# [Einträge zur Positionsmarkierung]
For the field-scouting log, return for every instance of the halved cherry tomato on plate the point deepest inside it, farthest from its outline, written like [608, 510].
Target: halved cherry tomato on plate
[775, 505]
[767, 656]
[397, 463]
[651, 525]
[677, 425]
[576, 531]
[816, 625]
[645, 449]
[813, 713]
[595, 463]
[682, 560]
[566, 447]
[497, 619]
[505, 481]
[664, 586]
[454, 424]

# [Aufgabe]
Gib sämtliche Einträge oben Zeile für Zeile als Markdown-Tabelle wieder, mit der fortlaufenden Zeilennummer in der Spalte „Nr“ und der Zeile selbst in der Spalte „Zeile“. Leerzeilen lässt du weg.

# [Antwort]
| Nr | Zeile |
|---|---|
| 1 | For the field-scouting log, return for every instance of the halved cherry tomato on plate the point deepest inside it, farthest from its outline, written like [608, 510]. |
| 2 | Target: halved cherry tomato on plate |
| 3 | [775, 505] |
| 4 | [767, 656] |
| 5 | [397, 463] |
| 6 | [651, 525] |
| 7 | [677, 425] |
| 8 | [576, 531] |
| 9 | [816, 625] |
| 10 | [645, 449] |
| 11 | [813, 713] |
| 12 | [595, 463] |
| 13 | [682, 560] |
| 14 | [566, 447] |
| 15 | [497, 619] |
| 16 | [505, 481] |
| 17 | [664, 586] |
| 18 | [454, 424] |